> _Aim of the exercise_:
Collect every line of the records below that contains the string "baseball", and copy each one in full. Case counts, so match only lines where the letters appear in that same case.

> _Data section_:
--
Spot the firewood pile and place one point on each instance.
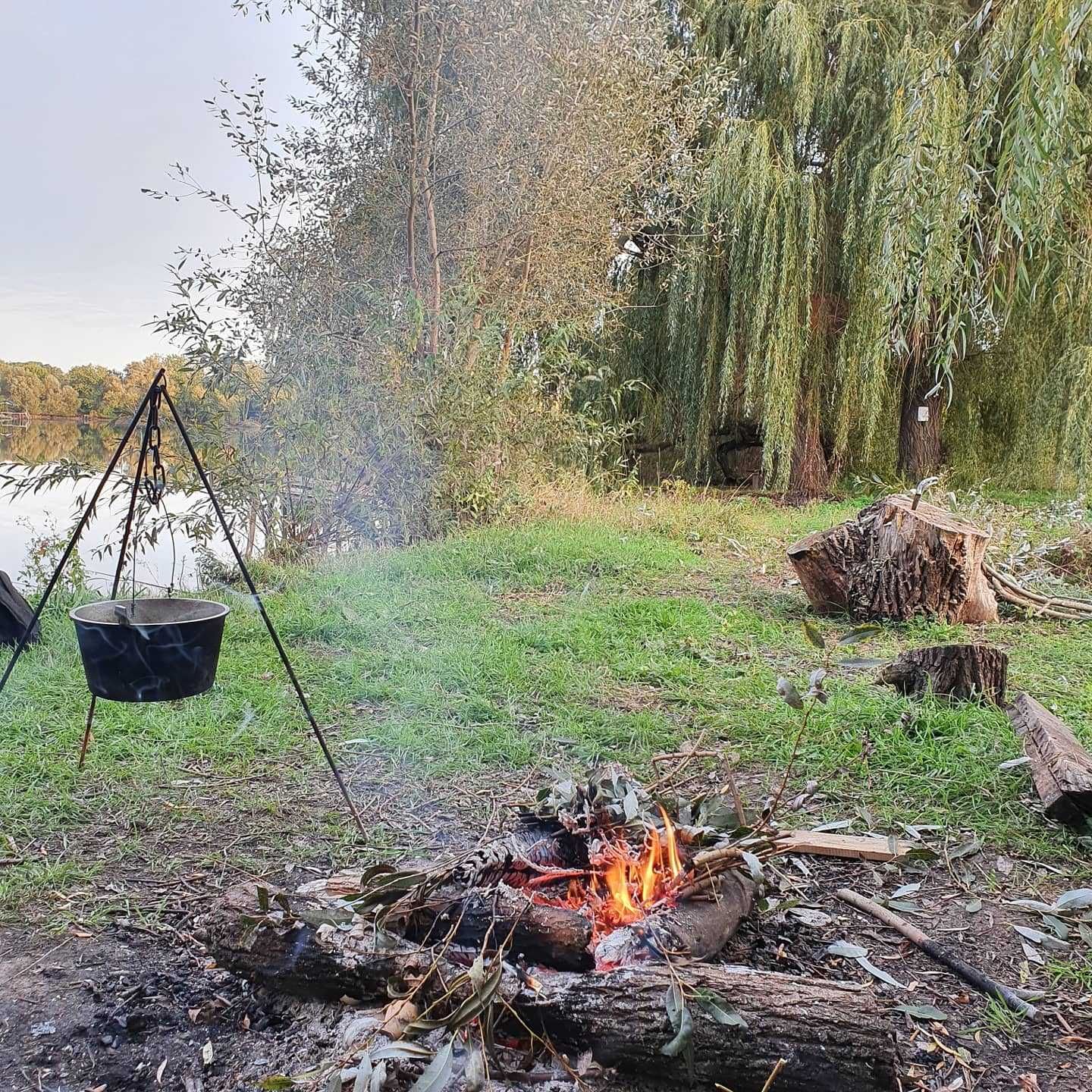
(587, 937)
--
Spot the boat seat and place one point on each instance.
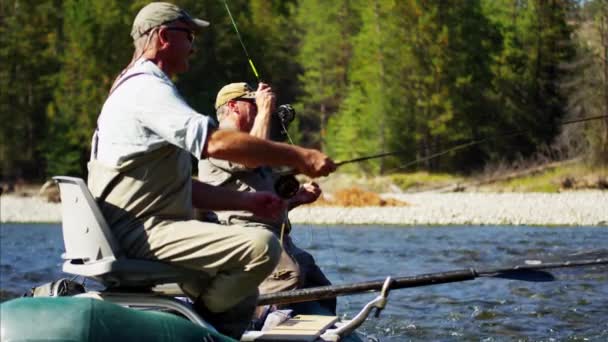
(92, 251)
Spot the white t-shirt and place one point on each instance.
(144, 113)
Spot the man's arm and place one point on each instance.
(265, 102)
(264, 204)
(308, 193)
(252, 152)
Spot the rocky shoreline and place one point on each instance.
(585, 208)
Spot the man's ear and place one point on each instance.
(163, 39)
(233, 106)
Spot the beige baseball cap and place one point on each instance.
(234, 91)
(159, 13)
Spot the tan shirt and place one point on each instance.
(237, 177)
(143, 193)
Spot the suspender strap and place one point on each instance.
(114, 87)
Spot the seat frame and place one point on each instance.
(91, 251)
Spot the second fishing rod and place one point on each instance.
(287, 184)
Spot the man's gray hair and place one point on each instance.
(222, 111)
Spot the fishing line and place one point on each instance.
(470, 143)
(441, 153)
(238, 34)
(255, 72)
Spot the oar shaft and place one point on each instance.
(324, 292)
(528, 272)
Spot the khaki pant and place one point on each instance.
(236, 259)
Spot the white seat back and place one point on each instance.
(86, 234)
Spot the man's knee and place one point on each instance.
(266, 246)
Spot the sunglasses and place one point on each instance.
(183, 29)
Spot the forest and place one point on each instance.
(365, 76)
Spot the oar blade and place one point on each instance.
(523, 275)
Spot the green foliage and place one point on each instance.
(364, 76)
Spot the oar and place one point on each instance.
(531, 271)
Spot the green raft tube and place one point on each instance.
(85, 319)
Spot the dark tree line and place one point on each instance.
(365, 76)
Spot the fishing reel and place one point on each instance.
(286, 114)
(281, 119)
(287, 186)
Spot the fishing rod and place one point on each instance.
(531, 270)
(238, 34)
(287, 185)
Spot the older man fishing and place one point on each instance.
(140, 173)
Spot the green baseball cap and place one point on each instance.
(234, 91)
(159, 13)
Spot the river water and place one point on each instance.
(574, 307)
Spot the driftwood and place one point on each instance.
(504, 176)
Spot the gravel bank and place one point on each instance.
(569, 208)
--
> _Answer to this task_:
Spot the beige baseball cap and place one point on each instance.
Spot the green baseball cap and place one point on each instance.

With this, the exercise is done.